Data extracts:

════

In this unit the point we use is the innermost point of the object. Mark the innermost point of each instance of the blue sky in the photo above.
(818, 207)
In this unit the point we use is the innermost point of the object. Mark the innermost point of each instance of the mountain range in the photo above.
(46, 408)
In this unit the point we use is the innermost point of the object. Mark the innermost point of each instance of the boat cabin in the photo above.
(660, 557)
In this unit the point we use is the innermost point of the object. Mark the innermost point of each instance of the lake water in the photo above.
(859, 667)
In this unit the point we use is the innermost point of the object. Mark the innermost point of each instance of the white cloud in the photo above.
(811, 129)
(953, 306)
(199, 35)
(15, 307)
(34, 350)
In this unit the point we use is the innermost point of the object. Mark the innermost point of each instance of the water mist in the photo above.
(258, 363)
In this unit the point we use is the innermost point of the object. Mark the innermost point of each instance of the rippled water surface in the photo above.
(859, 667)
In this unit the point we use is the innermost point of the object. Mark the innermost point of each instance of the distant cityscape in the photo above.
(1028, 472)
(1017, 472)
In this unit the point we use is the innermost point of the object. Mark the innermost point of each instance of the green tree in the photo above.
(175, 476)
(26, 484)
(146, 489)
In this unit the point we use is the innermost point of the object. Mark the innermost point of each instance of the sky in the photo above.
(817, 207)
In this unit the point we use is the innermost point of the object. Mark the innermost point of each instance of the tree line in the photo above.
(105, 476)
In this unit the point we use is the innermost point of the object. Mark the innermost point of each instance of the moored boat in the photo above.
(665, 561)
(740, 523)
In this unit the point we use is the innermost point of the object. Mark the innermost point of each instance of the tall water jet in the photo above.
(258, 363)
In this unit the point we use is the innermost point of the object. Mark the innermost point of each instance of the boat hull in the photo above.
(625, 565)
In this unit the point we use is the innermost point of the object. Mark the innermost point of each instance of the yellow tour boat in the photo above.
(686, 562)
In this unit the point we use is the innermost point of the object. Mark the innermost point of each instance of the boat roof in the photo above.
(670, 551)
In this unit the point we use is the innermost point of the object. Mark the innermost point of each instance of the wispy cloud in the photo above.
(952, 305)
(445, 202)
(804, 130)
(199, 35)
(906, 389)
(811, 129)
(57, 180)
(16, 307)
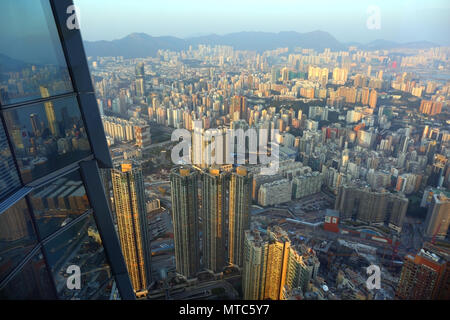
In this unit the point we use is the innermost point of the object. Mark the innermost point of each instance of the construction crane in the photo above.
(433, 240)
(330, 254)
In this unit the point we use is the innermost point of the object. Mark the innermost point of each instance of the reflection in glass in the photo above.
(59, 202)
(31, 57)
(9, 179)
(17, 237)
(31, 283)
(108, 291)
(81, 246)
(47, 136)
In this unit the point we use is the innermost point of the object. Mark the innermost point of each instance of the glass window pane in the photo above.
(32, 63)
(47, 136)
(9, 179)
(31, 283)
(59, 202)
(17, 237)
(108, 291)
(81, 246)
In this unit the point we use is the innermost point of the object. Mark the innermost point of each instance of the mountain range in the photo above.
(138, 45)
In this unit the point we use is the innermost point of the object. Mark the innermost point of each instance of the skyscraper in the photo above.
(239, 214)
(184, 193)
(129, 201)
(272, 267)
(214, 206)
(54, 216)
(438, 217)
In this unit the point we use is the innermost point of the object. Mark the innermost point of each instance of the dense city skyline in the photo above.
(251, 166)
(401, 21)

════

What is being asked: Exact wording is required throughout: write out all the records, but no pictures.

Completed task:
In this unit the point we use is the innermost point of the object. Mark the innermost point of each instance of the blue sky in the photo above.
(818, 207)
In this unit the point we use is the innermost point of the object. Mark the innermost point of each instance of the mountain range in the photo above.
(46, 408)
In this unit the point we use is the innermost point of the object. Mark the innermost point of each instance of the boat cabin in the photo above.
(660, 557)
In this unit the point we use is the innermost point of the object. Mark the innermost point of each instance of the lake water in the photo above.
(859, 667)
In this unit the point we use is the innermost point of the object. Mark the innermost point of each instance of the white cloud in the photo above.
(811, 129)
(953, 306)
(199, 35)
(15, 307)
(34, 350)
In this unit the point we use is the innermost point of the object. Mark the innermost point of each instance of the water mist in the photo above.
(258, 363)
In this unit the point we use is the innermost point of the object. Mark the innermost point of each instance of the rippled water surface in the photo above.
(859, 667)
In this unit the point we use is the innermost point of the object. Mark the innermost point of each instance of the distant cityscape in the photo above.
(1028, 472)
(1017, 472)
In this unit the point we use is the innermost point of the object. Mark the innermost point of each instance of the green tree in the photo above.
(175, 476)
(26, 484)
(146, 489)
In this unit the point we use is the innermost point of the object. Mark the innermost point of each instance of the sky in the photo above.
(817, 207)
In this unit the point we use is the innermost point of the object. Mark the innermost point of each instance of the tree line in the photo above.
(105, 476)
In this unit the point we use is the innermost point of the object. Mark the innermost point of each instance of the moored boat in the photo above.
(665, 561)
(740, 523)
In this unit the point we use is the innermost point of the object. Mark the innermost point of each instance of the tall water jet in the photo above.
(258, 363)
In this unit the point we use is the innermost point of the object. Mark the innermost point of each instance of the boat hull in the photo above.
(625, 565)
In this unit the point we use is the innermost point of the object. Mark the innermost point of each instance of the yellow tour boat in the photo above.
(686, 562)
In this unit the point we use is the innermost point of the object. Mark the innermost point of each instance of the boat roof in the photo above.
(670, 551)
In this unit the point we use is the innermost point of the object. Mark the innermost point of each instance of the wispy cloud in the photo above.
(952, 305)
(445, 202)
(804, 130)
(199, 35)
(906, 389)
(811, 129)
(57, 180)
(16, 307)
In this unit the point we use is the innermost point of the object. Mark the innermost point of each instance of the construction crane in the photo above.
(433, 240)
(330, 254)
In this unit the point we use is the innermost point of the object. Mark the innermost point of each instance of the reflection in glass in the photo above.
(59, 202)
(31, 57)
(9, 179)
(17, 237)
(31, 283)
(108, 291)
(81, 246)
(47, 136)
In this unit the point we use is the innermost point of the object. Mark the innermost point of each instance of the glass window pane in the photo above.
(32, 63)
(47, 136)
(9, 179)
(31, 283)
(59, 202)
(17, 237)
(108, 291)
(81, 246)
In this unit the point we use is the innermost point of the object. Mark the innermost point of each instance of the mountain range in the photo above.
(138, 45)
In this unit the point we use is the innermost point of the object. Mark the innermost point of each instance of the skyscraper in the photo above.
(239, 214)
(184, 193)
(129, 201)
(272, 267)
(214, 206)
(54, 216)
(438, 217)
In this unit the point we use is the innermost point of the object. Mark the innermost point of each instance of the dense city skyline in the photo above.
(251, 166)
(401, 21)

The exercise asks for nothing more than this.